- **Text provided**:
-.-.-

If there are no free lunches, how come we expect data privacy?

In the wake of the Facebook-Cambridge Analytica data privacy scandal, I have thought about how much of my personal data is out there. Data waiting to be harvested by some sick psychologist or ethnographer and deployed to warping my mind. I like to think that I have an iron-clad mind. But at the rate I give in to pepperoni pizza, maybe having an ‘open mind’ is not such a bad thing after all.  

After the rumination, I concluded that I have nothing out there to be ashamed of or be over-protective about. You stand a better chance of knowing a lot more about me speaking to the wife. She’s got more dirt on me than if I rolled in the mud.  

I have also been reading about data collection and protection. About how ignorant and naïve many of us are about it and how social media works. 

So, let me lay it out for you.

We wake up one day to these beautiful and ‘free’ platforms that allow us to connect with people and share great things. You post pictures of yourself slaying at an Owanbe and is stoked when people ‘like,’ ‘share’ or ‘comment.’ You tweet and is pleased with the number of ‘retweets’ you get. You are the dude or dudette of life. Social media rocks. And it is all free.  

Lest we forget, Google is also so into you, it gives you ‘free’ Gmail and Chrome. The best things in life are free you say.

-.-.-

- **Exercise instructions**: In the piece on data privacy, which two products does Google give users for "free"? The records are separate material and are unrelated to the piece on data privacy.

(Image point grounding records)
-.-.-

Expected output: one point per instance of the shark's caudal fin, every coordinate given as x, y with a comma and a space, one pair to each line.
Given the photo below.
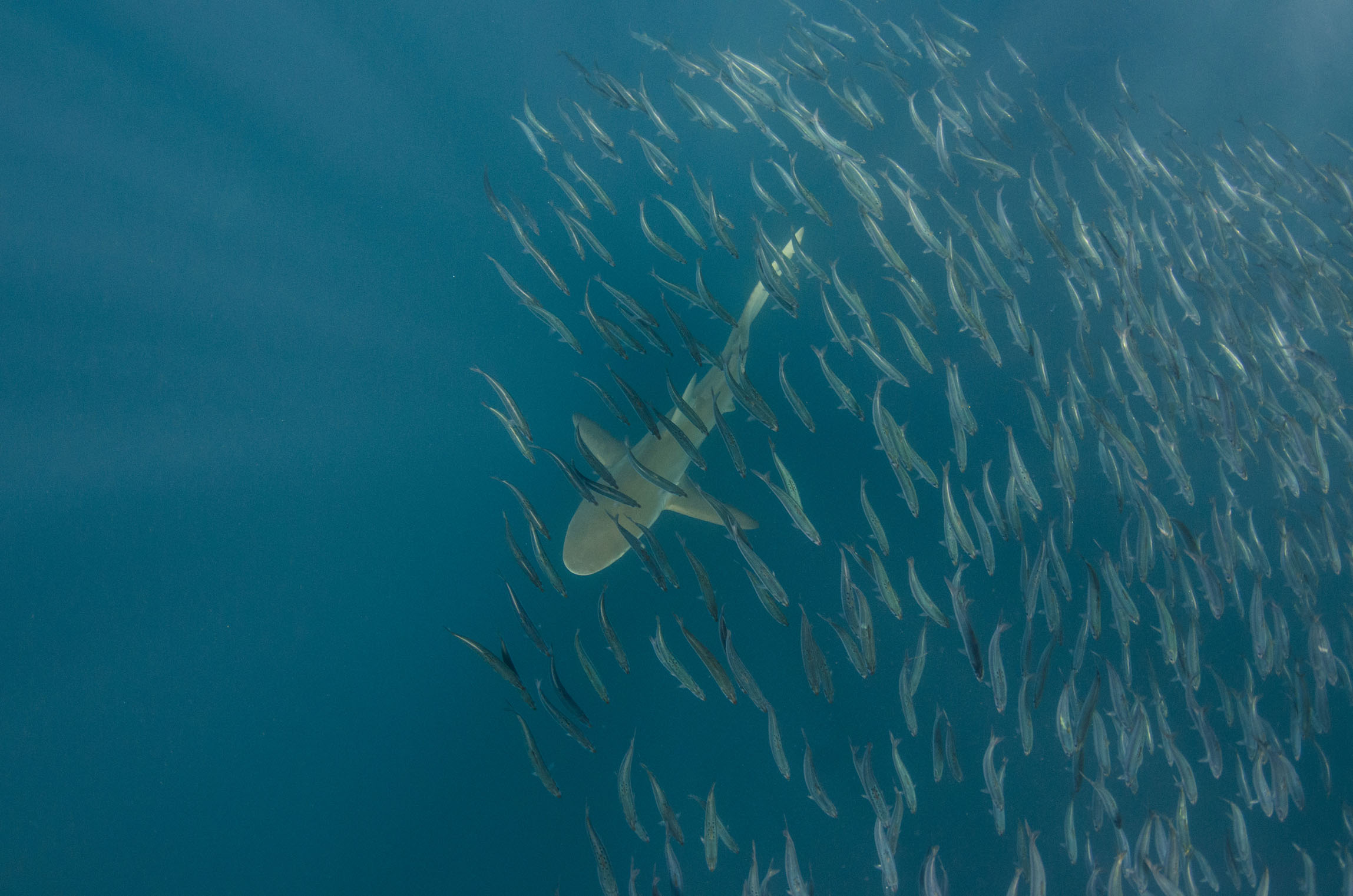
738, 339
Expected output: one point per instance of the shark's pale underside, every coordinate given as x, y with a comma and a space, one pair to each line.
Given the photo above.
593, 540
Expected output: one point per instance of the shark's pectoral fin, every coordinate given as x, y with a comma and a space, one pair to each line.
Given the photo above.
693, 505
601, 443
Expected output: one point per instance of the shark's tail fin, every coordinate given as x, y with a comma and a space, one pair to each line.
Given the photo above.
736, 344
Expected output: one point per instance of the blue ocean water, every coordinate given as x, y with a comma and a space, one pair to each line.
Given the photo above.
248, 477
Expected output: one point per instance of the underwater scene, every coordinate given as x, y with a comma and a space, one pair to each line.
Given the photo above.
811, 448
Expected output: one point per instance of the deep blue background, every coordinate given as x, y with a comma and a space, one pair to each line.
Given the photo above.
244, 477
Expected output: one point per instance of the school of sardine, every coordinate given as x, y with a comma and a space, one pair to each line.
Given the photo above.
1196, 292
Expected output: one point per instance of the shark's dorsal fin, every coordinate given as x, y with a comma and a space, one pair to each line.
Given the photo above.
694, 507
600, 442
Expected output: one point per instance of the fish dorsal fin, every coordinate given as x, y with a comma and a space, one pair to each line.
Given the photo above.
600, 442
694, 507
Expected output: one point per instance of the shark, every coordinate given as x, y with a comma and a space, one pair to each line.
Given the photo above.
593, 540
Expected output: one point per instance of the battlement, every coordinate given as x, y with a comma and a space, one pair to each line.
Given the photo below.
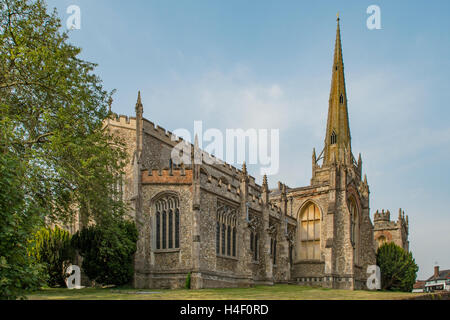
167, 176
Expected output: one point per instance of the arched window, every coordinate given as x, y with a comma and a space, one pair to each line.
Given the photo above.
226, 230
309, 248
273, 250
167, 223
354, 228
333, 138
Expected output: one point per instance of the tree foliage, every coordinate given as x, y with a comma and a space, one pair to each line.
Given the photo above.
107, 252
54, 148
398, 268
19, 273
52, 247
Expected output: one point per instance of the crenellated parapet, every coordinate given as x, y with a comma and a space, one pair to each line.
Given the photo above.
177, 176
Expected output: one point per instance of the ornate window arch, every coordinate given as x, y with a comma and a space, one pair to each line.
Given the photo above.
226, 233
167, 222
354, 227
309, 227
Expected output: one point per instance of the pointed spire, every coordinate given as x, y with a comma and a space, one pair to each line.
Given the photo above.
338, 131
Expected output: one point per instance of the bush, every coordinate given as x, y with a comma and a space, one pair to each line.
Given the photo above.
107, 252
398, 268
52, 248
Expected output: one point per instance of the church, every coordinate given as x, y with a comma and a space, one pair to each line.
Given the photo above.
215, 224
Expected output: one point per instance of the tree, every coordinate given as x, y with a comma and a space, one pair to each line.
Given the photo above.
52, 247
108, 252
398, 268
52, 108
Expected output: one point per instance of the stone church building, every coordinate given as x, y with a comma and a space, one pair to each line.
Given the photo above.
214, 222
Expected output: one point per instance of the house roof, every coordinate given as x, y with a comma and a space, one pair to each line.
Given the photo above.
443, 275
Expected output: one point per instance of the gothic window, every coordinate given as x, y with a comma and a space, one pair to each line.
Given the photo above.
273, 250
254, 241
381, 241
234, 241
354, 227
333, 139
309, 248
167, 224
226, 230
217, 237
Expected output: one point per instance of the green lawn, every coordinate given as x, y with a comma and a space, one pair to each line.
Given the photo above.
277, 292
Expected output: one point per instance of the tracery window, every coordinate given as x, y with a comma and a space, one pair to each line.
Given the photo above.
167, 223
226, 230
254, 245
333, 138
273, 250
309, 248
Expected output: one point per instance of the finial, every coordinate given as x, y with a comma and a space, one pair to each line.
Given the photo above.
244, 168
139, 107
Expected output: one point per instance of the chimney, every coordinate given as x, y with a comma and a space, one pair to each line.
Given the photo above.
436, 272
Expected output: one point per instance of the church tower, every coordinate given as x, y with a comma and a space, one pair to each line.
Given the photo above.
337, 139
336, 204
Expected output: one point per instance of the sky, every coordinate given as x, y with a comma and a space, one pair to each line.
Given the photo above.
267, 65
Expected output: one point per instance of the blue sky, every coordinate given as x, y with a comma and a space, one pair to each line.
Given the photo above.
267, 64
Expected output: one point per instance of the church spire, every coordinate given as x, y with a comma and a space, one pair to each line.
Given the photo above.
337, 137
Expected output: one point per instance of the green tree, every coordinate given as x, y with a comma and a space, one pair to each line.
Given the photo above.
107, 252
53, 144
398, 268
52, 247
19, 273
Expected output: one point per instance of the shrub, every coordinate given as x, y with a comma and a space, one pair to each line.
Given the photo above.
52, 248
398, 268
107, 252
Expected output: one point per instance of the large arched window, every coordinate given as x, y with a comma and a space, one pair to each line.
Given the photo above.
381, 240
167, 226
226, 222
309, 248
354, 227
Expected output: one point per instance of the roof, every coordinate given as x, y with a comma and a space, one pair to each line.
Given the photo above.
443, 275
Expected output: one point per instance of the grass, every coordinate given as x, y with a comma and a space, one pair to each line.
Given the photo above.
277, 292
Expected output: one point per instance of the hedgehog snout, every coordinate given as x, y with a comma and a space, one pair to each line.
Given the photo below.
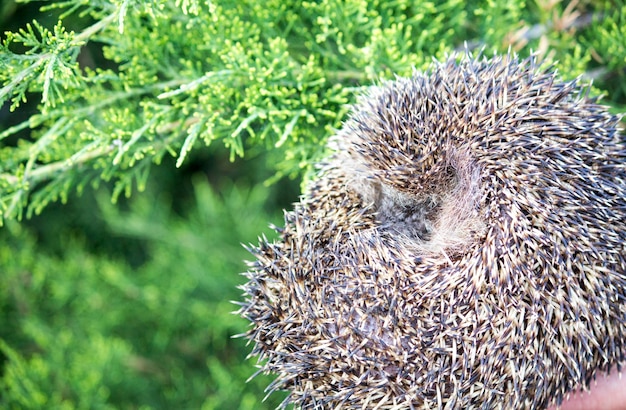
444, 214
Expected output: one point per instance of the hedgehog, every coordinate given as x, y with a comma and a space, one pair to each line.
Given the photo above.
462, 246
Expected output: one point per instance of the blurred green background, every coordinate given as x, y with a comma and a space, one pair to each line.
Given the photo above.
127, 305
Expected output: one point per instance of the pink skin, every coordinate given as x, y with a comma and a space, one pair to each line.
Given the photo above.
606, 393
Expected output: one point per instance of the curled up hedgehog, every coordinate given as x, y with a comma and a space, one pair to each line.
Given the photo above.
464, 246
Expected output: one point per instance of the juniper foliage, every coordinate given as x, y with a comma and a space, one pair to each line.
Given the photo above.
95, 94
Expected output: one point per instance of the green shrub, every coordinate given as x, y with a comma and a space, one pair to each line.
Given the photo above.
126, 304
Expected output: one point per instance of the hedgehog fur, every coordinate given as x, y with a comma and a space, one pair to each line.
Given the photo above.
464, 246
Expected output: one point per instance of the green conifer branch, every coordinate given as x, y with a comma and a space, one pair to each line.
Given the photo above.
179, 75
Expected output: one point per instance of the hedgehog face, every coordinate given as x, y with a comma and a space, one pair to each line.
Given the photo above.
463, 247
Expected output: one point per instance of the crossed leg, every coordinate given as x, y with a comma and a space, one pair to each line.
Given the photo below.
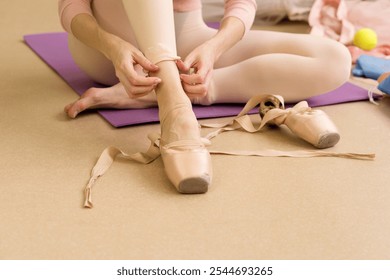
295, 66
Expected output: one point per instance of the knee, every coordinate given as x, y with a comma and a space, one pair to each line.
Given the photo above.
92, 63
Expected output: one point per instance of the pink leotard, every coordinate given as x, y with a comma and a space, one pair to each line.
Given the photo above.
244, 10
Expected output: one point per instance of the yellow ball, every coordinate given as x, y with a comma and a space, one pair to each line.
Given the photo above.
365, 39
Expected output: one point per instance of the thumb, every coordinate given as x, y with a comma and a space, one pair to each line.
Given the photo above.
145, 63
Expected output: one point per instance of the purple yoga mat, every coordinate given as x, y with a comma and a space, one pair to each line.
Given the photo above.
52, 48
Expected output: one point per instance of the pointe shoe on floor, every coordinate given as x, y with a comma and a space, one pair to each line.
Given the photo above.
186, 160
312, 125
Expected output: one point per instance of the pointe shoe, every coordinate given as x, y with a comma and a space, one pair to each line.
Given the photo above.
312, 125
186, 160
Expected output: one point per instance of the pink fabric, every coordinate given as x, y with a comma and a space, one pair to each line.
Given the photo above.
329, 18
244, 10
340, 19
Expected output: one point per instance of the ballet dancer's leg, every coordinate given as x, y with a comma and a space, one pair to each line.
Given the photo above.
296, 66
186, 160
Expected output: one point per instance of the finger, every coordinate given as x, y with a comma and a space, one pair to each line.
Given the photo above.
191, 79
182, 66
145, 63
133, 78
199, 90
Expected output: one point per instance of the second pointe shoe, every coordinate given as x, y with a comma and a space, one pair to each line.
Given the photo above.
186, 159
312, 125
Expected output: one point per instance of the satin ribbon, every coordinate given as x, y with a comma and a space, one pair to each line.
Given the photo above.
242, 121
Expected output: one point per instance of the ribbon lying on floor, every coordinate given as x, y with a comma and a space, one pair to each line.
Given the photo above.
242, 121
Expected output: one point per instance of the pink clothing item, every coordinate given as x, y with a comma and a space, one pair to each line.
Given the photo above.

-.-.-

- **Answer below**: Gmail and Chrome.